[Saved data entries]
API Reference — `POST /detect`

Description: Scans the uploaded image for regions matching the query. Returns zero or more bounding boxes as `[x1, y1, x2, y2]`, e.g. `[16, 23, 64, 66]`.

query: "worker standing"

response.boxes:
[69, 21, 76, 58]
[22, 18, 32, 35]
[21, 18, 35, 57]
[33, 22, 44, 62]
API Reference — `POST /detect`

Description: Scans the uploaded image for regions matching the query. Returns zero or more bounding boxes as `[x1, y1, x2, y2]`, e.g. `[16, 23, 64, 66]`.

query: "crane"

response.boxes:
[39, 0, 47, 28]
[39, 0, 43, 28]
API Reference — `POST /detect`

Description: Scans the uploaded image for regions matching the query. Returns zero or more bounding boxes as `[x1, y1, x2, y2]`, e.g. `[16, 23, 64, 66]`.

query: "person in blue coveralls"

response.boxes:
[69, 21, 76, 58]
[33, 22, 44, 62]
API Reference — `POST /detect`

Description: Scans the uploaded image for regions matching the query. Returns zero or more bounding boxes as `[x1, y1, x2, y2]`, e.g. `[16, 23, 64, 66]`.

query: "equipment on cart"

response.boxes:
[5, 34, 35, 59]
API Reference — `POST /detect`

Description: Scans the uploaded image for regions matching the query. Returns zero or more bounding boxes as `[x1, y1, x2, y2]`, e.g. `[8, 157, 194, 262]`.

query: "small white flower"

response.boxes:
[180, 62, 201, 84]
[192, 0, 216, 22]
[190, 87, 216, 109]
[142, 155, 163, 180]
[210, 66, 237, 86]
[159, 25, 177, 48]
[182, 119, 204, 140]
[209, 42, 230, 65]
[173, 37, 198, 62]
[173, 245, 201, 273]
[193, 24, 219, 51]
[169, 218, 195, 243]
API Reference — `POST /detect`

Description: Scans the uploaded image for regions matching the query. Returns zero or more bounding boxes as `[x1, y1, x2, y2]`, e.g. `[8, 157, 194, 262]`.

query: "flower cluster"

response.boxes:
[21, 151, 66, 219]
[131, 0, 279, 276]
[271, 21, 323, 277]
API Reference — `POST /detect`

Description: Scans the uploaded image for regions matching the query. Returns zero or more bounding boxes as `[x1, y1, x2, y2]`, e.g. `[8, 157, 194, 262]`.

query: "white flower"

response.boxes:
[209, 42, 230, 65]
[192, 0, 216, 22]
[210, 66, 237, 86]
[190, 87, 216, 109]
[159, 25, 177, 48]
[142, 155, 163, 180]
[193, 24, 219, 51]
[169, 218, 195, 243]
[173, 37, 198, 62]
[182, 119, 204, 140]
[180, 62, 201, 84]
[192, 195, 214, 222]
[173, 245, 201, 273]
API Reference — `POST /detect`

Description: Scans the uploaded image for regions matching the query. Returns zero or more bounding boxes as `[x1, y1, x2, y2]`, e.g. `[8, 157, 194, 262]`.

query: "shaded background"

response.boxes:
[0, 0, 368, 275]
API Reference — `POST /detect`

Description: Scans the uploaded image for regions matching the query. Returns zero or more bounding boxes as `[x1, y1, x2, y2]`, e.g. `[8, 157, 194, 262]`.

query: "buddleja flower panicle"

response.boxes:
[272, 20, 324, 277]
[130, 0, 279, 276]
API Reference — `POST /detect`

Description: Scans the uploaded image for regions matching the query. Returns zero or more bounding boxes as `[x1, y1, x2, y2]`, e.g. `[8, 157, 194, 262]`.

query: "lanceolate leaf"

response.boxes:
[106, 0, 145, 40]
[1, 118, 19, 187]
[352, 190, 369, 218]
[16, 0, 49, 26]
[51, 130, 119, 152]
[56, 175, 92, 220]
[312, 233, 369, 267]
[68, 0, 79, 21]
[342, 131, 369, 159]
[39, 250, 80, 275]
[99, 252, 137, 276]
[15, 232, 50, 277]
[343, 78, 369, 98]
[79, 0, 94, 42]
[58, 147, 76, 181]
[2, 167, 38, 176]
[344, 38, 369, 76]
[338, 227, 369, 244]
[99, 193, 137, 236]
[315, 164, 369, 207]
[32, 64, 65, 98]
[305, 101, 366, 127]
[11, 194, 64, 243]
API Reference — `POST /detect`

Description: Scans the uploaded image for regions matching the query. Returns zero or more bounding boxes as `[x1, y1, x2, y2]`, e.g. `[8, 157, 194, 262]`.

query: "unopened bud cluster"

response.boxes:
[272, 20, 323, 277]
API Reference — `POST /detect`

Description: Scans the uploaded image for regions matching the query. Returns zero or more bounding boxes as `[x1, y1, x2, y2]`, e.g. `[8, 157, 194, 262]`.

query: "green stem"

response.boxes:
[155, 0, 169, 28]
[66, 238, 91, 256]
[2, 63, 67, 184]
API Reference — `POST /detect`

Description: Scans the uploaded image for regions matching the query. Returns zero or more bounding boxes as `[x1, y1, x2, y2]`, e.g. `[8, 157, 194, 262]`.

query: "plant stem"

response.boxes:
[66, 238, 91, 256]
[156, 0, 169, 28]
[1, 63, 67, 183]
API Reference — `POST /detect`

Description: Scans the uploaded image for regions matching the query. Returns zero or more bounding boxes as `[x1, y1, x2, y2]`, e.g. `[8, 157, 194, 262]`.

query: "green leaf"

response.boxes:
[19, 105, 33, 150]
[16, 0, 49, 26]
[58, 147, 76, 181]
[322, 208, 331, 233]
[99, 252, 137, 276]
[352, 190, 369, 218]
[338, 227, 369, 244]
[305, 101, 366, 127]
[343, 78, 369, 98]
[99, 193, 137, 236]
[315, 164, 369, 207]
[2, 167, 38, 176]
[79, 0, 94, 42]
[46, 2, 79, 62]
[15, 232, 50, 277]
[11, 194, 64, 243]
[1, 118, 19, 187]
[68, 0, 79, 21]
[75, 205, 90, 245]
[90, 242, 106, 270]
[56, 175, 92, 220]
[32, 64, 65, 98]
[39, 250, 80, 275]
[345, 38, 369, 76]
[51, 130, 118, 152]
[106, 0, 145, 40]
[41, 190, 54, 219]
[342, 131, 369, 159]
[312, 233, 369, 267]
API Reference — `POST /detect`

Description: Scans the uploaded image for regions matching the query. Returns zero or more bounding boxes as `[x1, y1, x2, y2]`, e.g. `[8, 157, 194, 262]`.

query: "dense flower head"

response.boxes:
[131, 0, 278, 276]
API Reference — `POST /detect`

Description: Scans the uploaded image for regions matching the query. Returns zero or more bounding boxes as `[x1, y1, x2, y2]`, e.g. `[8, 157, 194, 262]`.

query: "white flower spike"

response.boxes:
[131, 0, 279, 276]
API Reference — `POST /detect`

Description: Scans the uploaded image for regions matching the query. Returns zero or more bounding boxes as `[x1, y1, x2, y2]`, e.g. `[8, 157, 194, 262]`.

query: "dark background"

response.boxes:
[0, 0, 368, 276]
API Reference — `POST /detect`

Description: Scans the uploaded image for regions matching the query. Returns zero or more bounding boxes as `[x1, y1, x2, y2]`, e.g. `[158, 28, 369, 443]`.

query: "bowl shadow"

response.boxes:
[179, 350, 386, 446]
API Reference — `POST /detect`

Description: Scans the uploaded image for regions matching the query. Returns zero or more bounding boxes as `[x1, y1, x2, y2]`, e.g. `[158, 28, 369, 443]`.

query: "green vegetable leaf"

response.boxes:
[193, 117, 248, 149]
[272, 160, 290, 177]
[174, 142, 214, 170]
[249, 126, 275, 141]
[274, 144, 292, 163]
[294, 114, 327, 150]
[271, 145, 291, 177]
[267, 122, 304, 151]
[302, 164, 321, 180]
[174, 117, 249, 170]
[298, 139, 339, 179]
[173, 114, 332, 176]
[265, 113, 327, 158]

Directions =
Every record must appear in the answer exactly as written.

Result of this task =
API Reference — `POST /detect`

Description: Scans the uploaded image for regions matching the query. Returns zero or more bounding boxes as `[x1, y1, x2, y2]`, e.g. `[16, 23, 64, 66]`.

query: "worker standing"

response.boxes:
[69, 21, 76, 58]
[22, 18, 32, 35]
[21, 18, 35, 57]
[33, 22, 44, 62]
API Reference — `POST /detect`

Description: Scans the uploaded image for regions matching the query. Returns zero or more bounding boxes as `[x1, y1, x2, y2]`, e.g. `[16, 23, 64, 66]`.

query: "crane"

response.boxes:
[39, 0, 47, 28]
[39, 0, 43, 28]
API Reference — `POST /detect`

Description: Scans the uploaded image for regions matching the query. Returns zero or more bounding boxes as `[x1, y1, x2, y2]`, e.g. `[16, 23, 64, 66]`.

query: "person in blue coveralls"

response.boxes:
[69, 21, 76, 58]
[33, 22, 44, 62]
API Reference — `POST /detect`

Description: Scans the uploaded image for regions matching the query. Returns zero or more bounding boxes as `[x1, y1, x2, y2]`, e.g. `[16, 23, 64, 66]`.

query: "equipment on cart"

response.boxes:
[5, 34, 35, 59]
API Reference — `POST /detect`

Description: Scans the uploaded image for regions matching the query. Returns zero or more bounding boxes as `[x1, y1, x2, y2]`, e.g. `[8, 157, 194, 262]`.

query: "small white flower"

response.boxes:
[180, 62, 201, 84]
[192, 0, 216, 22]
[190, 87, 216, 109]
[142, 155, 163, 180]
[210, 66, 237, 86]
[159, 25, 177, 48]
[182, 119, 204, 140]
[209, 42, 230, 65]
[173, 37, 198, 62]
[173, 245, 201, 273]
[193, 24, 219, 51]
[169, 218, 195, 243]
API Reference — `POST /detect`

Description: Scans the uploaded image for regions matching the query. Returns zero or more bounding boxes as `[x1, y1, x2, y2]`, e.g. `[8, 157, 194, 262]`.

query: "flower cluster"

response.boxes:
[21, 151, 66, 219]
[131, 0, 279, 276]
[271, 21, 323, 277]
API Reference — `POST /detect`

Description: Scans the uploaded image for regions matching the query. Returns zero or more bounding boxes as `[x1, y1, x2, y2]`, e.g. `[8, 157, 194, 262]`.

query: "white flower"

response.boxes:
[209, 42, 230, 65]
[192, 0, 216, 22]
[210, 66, 237, 86]
[190, 87, 216, 109]
[159, 25, 177, 48]
[142, 155, 163, 180]
[193, 24, 219, 51]
[169, 218, 195, 243]
[173, 37, 198, 62]
[182, 119, 204, 140]
[180, 62, 201, 84]
[192, 195, 214, 222]
[173, 245, 201, 273]
API Reference — `POST /detect`

Description: Scans the uploaded image for regions matching the query. Returns zero or more bounding boxes as `[x1, y1, x2, y2]`, e.g. `[8, 157, 194, 262]`.

query: "shaded background"

response.boxes:
[0, 0, 368, 275]
API Reference — `POST /detect`

Description: Scans the uploaded image for regions matching the query. Returns zero or more bounding boxes as `[x1, y1, x2, y2]`, e.g. `[8, 157, 194, 262]`.

query: "buddleja flower panicle"

response.boxes:
[272, 20, 324, 277]
[130, 0, 279, 276]
API Reference — `POST /detect`

Description: Scans the uploaded image for regions matching the query. Returns zero or more bounding boxes as `[x1, y1, x2, y2]`, e.g. `[8, 157, 194, 262]`.

query: "lanceolate leaf"

response.boxes:
[106, 0, 145, 40]
[1, 118, 19, 187]
[352, 190, 369, 218]
[16, 0, 49, 26]
[51, 130, 119, 152]
[56, 175, 92, 220]
[312, 233, 369, 267]
[68, 0, 79, 21]
[342, 131, 369, 159]
[39, 250, 80, 275]
[99, 252, 137, 276]
[15, 232, 50, 277]
[343, 78, 369, 98]
[79, 0, 94, 42]
[58, 147, 76, 181]
[2, 167, 38, 176]
[344, 38, 369, 76]
[338, 227, 369, 244]
[99, 193, 137, 236]
[315, 164, 369, 207]
[32, 64, 65, 98]
[305, 101, 366, 127]
[11, 194, 64, 243]
API Reference — `POST /detect`

Description: Scans the uploaded image for regions matching the query. Returns zero or more bounding boxes as `[x1, y1, x2, y2]`, e.g. `[8, 157, 194, 262]`.

query: "unopened bud cluster"

response.boxes:
[272, 20, 323, 277]
API Reference — `POST /detect`

Description: Scans the uploaded image for regions matching the query. Returns zero or more bounding boxes as `[x1, y1, x2, y2]`, e.g. `[8, 157, 194, 262]`.

query: "green stem"

response.boxes:
[155, 0, 169, 28]
[66, 238, 91, 256]
[2, 63, 67, 184]
API Reference — `POST /detect`

Description: Scans the uploaded image for regions matching the query. Returns zero or more bounding boxes as `[x1, y1, x2, y2]`, e.g. `[8, 157, 194, 262]`.

query: "plant stem"

response.boxes:
[66, 238, 91, 256]
[156, 0, 169, 28]
[1, 63, 67, 183]
API Reference — `POST /detect`

Description: Scans the uploaded image for regions matching the query. Returns zero or more bounding boxes as `[x1, y1, x2, y2]`, e.g. `[8, 157, 194, 262]`.

query: "green leaf"

response.boxes:
[19, 105, 33, 150]
[16, 0, 49, 26]
[58, 147, 76, 181]
[322, 208, 331, 233]
[99, 252, 137, 276]
[352, 190, 369, 218]
[338, 227, 369, 244]
[305, 101, 366, 127]
[343, 78, 369, 98]
[99, 193, 137, 236]
[315, 164, 369, 207]
[2, 167, 38, 176]
[79, 0, 94, 42]
[46, 2, 79, 62]
[15, 232, 50, 277]
[11, 194, 64, 243]
[1, 118, 19, 187]
[68, 0, 79, 21]
[75, 205, 90, 245]
[90, 242, 106, 270]
[56, 175, 92, 220]
[32, 64, 65, 98]
[39, 250, 80, 275]
[345, 38, 369, 76]
[51, 130, 118, 152]
[106, 0, 145, 40]
[41, 190, 54, 219]
[342, 131, 369, 159]
[312, 233, 369, 267]
API Reference — `POST /detect`

Description: Scans the uploaded image for regions matching the query. Returns zero or more bounding boxes as `[x1, y1, x2, y2]`, e.g. `[8, 157, 194, 262]`.

query: "dense flower head"

response.boxes:
[131, 0, 278, 276]
API Reference — `POST /detect`

Description: Scans the uploaded image for regions matching the query. Returns zero or more bounding boxes as `[x1, y1, x2, y2]`, e.g. `[8, 157, 194, 262]`.

query: "white flower spike"

response.boxes:
[131, 0, 279, 276]
API Reference — `POST /detect`

Description: Scans the uploaded image for regions matching the query. Returns zero or more bounding boxes as `[x1, y1, x2, y2]`, e.g. `[8, 157, 194, 262]`.

query: "dark background"

response.boxes:
[0, 0, 368, 276]
API Reference — `POST /detect`

Description: Scans the uploaded image for regions matching the query. Returns zero or more bounding boxes as `[x1, y1, x2, y2]`, e.g. `[158, 28, 369, 443]`.

query: "bowl shadow"

response.boxes:
[179, 350, 386, 446]
API Reference — `POST /detect`

Description: Scans the uploaded image for regions matching the query. Returns zero or more bounding boxes as `[x1, y1, x2, y2]`, e.g. `[158, 28, 369, 443]`.

query: "green vegetable leaf"

response.boxes:
[193, 117, 248, 149]
[272, 160, 290, 177]
[174, 142, 214, 170]
[249, 126, 275, 141]
[274, 144, 292, 163]
[294, 114, 327, 150]
[271, 145, 291, 177]
[267, 122, 304, 151]
[302, 164, 321, 180]
[174, 117, 249, 170]
[298, 139, 339, 179]
[173, 114, 332, 176]
[265, 113, 327, 158]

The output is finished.